## WORK REQUEST 1
Decide whether each statement agrees with the passage on Noah's Ark: (a) the writer claims to be a geologist; (b) three common approaches to interpreting Noah's Ark in Christian circles are named; (c) the Ark is said to have probably been used as building material. Answer yes or no for each, and quote the deciding words.
## WORK REQUEST 2
Retype the passage on Noah's Ark from "One of the common" to "build the pyramids?".

## SELECTED PASSAGE
One of the common questions asked is why have the remains of the Ark never been discovered? The answer is probably simple: wood would have been in short supply in the post-flood world, so the Ark would have been used as building material for Noah and his family.


As an actual real-life scientist (but by no means a geologist) the science behind Noah's Ark is a subject close to my heart. There are three common approaches to interpreting Noah's Ark in Christian circles: a literal global flood, a somewhat less impressive local flood, or as a metaphor for salvation detached from actual events. Others have written interesting defenses for each of these interpretations: literal, local or metaphorical.

Some of the key questions in deciding how to interpret Noah's Ark are:
  • How could Noah build the ark? How did the Egyptians build the pyramids?
  • How did Noah collect all the animals? God overrode the animals in-built homing instinct?
  • How did Noah fit enough species on the boat? Well, you wouldn't need every sort of every species, for example, a pair of prototype canines would cover the whole dog family. And taking juveniles would have helped with the space issue.
  • How could the Ark survive the flood? It's likely that it wouldn't have been plain sailing - but the dimensions of the Ark do at least make sense for surviving a storm (more here).
  • Where did all the water come from? We are told the 'waters above' and the 'fountains of the deep'. I used to be quite taken with the idea of a canopy of water vapour surrounding the earth, but it seems likely that this would make the surface of the earth intolerably hot. It seems that there was wholesale revision of whatever water cycle was in operation prior to the Flood to enable the floodwaters to rise.  
  • Where did all the water go? Perhaps simply absorbed into an altered geography and water level in the post-flood world?

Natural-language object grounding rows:
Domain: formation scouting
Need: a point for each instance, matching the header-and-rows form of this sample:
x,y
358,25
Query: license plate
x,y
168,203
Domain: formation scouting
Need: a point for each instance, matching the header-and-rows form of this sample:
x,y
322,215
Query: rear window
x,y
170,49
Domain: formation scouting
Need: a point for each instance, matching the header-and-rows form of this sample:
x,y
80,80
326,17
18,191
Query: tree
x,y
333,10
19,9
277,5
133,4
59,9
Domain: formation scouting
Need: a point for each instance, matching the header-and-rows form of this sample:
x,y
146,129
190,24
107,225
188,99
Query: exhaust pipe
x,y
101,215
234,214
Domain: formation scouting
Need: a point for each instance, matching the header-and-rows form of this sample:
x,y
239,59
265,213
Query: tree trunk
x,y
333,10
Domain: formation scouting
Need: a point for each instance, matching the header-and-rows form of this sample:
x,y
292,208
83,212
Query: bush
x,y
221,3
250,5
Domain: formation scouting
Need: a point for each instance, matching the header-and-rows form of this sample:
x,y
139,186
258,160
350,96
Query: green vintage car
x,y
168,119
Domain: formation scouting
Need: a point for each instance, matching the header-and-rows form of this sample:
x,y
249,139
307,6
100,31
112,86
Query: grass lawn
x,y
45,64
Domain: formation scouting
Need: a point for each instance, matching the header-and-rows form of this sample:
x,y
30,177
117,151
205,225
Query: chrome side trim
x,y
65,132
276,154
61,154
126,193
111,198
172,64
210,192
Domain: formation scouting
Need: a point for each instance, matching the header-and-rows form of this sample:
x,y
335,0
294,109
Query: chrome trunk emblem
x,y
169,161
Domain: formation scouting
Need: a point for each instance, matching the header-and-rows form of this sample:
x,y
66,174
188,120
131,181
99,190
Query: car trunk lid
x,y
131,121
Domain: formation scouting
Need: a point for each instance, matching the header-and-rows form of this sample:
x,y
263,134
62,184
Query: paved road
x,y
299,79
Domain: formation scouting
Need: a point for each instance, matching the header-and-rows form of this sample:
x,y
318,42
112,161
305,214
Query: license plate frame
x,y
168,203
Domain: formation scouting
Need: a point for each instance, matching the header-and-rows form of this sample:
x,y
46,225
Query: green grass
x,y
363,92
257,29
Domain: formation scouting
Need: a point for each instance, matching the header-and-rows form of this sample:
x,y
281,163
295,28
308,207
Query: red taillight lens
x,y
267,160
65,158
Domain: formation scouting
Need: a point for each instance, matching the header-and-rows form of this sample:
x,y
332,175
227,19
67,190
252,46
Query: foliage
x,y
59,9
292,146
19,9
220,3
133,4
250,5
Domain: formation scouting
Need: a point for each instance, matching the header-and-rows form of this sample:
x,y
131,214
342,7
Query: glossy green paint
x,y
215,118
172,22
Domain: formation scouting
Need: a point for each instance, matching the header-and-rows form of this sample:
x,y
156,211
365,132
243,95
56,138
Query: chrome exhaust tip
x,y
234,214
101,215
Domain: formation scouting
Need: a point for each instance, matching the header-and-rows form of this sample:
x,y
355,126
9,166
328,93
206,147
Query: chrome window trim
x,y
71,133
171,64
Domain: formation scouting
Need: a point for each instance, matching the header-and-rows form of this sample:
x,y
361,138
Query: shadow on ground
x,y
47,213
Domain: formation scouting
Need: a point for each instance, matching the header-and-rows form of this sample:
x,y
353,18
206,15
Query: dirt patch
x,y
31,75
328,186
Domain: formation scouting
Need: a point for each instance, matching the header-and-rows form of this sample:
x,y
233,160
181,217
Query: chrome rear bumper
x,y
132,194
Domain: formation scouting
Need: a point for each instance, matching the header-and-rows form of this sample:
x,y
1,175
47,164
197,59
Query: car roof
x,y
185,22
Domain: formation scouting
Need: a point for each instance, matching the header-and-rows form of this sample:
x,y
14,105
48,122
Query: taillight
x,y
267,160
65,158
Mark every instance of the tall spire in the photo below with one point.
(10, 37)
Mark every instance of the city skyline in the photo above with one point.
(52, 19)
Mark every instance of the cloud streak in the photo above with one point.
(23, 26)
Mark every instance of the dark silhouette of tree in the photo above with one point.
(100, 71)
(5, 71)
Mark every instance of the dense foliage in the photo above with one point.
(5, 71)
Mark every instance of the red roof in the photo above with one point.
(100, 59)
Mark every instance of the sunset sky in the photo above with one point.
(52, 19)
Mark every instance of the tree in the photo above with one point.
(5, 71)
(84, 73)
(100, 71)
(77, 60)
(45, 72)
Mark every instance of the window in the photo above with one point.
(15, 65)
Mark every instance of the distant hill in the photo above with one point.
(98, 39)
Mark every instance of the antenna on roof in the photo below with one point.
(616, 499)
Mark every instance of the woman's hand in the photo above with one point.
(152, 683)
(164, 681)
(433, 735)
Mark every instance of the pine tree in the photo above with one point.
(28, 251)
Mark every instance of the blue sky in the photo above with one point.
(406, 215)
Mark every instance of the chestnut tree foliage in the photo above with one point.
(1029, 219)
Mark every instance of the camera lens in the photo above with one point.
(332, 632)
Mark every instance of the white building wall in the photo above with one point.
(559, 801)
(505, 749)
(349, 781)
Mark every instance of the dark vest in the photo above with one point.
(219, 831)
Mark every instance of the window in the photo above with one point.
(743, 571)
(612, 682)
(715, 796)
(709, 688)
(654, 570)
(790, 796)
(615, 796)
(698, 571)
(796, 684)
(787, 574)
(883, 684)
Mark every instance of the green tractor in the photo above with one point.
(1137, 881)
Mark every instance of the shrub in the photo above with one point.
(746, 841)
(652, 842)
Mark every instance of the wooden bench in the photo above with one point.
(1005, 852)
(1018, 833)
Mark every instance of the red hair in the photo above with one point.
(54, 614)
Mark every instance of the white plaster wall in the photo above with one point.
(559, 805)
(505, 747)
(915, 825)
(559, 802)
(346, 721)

* * *

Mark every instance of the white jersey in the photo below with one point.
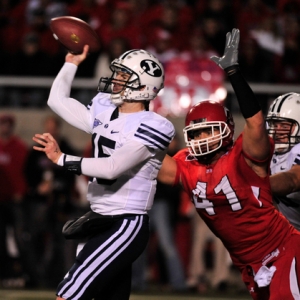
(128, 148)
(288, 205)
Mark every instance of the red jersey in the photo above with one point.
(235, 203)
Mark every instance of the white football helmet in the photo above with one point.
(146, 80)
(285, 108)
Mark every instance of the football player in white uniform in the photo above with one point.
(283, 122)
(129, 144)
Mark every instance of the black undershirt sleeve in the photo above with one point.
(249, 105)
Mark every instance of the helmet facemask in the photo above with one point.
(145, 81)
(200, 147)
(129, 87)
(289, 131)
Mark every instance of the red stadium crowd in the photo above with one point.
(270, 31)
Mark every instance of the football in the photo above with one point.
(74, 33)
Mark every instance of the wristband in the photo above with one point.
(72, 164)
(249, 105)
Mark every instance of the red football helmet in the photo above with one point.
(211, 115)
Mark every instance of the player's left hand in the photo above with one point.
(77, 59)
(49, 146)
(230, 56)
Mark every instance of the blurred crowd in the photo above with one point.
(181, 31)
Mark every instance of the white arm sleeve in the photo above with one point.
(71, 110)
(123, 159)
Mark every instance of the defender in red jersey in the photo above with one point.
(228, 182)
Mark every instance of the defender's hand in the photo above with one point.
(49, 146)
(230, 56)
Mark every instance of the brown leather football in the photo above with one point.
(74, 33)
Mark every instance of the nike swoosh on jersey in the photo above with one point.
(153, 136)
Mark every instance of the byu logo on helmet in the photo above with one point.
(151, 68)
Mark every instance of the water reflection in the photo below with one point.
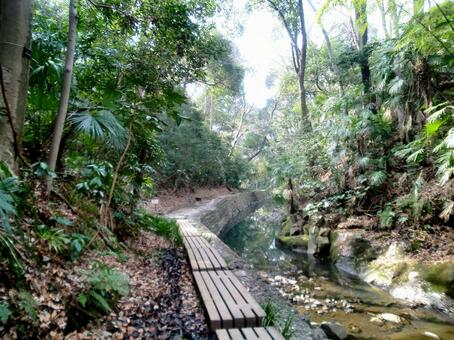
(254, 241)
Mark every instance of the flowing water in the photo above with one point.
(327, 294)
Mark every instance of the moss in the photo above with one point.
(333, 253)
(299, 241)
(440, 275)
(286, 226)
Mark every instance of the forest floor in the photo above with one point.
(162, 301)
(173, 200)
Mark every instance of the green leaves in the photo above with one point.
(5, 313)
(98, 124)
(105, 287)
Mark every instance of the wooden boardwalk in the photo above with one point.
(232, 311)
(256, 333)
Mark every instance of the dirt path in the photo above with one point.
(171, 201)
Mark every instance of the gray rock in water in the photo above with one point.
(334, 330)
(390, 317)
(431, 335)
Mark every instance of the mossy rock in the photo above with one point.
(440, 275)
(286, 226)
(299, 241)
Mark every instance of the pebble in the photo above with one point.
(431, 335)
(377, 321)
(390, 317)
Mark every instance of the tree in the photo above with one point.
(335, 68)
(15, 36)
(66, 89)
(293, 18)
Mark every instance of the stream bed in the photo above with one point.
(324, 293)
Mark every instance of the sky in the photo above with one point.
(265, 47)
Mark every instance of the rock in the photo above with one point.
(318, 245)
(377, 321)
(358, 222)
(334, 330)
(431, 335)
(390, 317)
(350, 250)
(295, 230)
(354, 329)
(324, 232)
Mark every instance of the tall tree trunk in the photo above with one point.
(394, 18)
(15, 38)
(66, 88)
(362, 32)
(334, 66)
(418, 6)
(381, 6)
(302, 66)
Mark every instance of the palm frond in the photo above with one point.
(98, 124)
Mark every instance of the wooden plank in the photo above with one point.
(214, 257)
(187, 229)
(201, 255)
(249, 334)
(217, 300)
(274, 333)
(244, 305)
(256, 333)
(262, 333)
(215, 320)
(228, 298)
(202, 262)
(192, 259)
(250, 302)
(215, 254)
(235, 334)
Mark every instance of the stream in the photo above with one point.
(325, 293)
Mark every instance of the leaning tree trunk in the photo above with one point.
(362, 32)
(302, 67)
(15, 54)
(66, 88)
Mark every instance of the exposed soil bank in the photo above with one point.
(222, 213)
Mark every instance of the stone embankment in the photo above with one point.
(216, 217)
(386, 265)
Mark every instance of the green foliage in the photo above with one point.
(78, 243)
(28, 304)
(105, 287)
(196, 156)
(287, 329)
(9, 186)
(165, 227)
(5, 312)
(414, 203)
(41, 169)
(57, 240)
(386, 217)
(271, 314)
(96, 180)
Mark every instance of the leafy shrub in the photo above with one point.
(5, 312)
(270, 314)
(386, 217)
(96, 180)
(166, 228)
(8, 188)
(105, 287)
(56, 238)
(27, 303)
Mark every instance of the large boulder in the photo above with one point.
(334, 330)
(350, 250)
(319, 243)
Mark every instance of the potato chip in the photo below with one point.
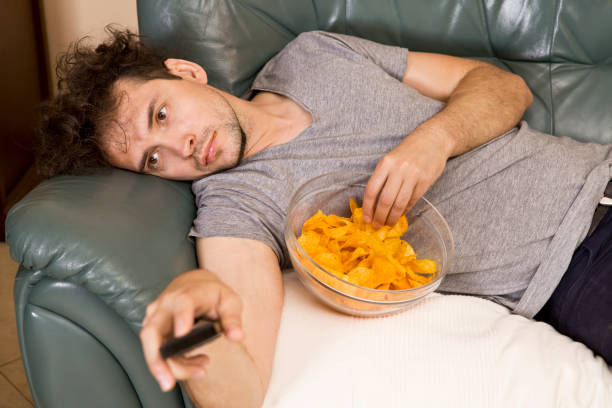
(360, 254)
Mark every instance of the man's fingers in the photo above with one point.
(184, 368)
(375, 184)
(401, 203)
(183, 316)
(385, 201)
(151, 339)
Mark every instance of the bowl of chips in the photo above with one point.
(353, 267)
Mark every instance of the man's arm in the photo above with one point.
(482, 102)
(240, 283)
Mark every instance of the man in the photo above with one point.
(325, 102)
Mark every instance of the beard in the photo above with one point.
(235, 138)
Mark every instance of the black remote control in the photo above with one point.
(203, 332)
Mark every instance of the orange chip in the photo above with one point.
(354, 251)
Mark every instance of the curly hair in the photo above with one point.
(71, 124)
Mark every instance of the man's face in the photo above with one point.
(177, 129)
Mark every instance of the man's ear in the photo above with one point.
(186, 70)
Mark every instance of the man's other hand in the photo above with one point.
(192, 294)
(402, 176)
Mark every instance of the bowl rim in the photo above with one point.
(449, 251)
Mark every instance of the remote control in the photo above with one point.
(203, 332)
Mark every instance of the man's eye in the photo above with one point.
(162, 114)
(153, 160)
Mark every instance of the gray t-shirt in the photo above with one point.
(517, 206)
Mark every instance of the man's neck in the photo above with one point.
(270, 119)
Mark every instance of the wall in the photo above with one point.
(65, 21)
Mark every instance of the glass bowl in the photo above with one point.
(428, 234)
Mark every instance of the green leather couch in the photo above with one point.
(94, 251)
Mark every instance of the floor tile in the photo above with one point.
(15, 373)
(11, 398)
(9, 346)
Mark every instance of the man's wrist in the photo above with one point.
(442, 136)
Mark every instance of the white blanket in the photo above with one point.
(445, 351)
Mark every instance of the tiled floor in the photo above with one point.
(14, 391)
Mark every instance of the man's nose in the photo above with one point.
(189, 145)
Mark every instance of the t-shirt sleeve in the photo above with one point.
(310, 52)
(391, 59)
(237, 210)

## RESPONSE BOX 1
(a) No: "As an actual real-life scientist (but by no means a geologist)"
(b) Yes: "There are three common approaches to interpreting Noah's Ark in Christian circles: a literal global flood, a somewhat less impressive local flood, or as a metaphor for salvation detached from actual events."
(c) Yes: "so the Ark would have been used as building material for Noah and his family."

## RESPONSE BOX 2
One of the common questions asked is why have the remains of the Ark never been discovered? The answer is probably simple: wood would have been in short supply in the post-flood world, so the Ark would have been used as building material for Noah and his family.


As an actual real-life scientist (but by no means a geologist) the science behind Noah's Ark is a subject close to my heart. There are three common approaches to interpreting Noah's Ark in Christian circles: a literal global flood, a somewhat less impressive local flood, or as a metaphor for salvation detached from actual events. Others have written interesting defenses for each of these interpretations: literal, local or metaphorical.

Some of the key questions in deciding how to interpret Noah's Ark are:
  • How could Noah build the ark? How did the Egyptians build the pyramids?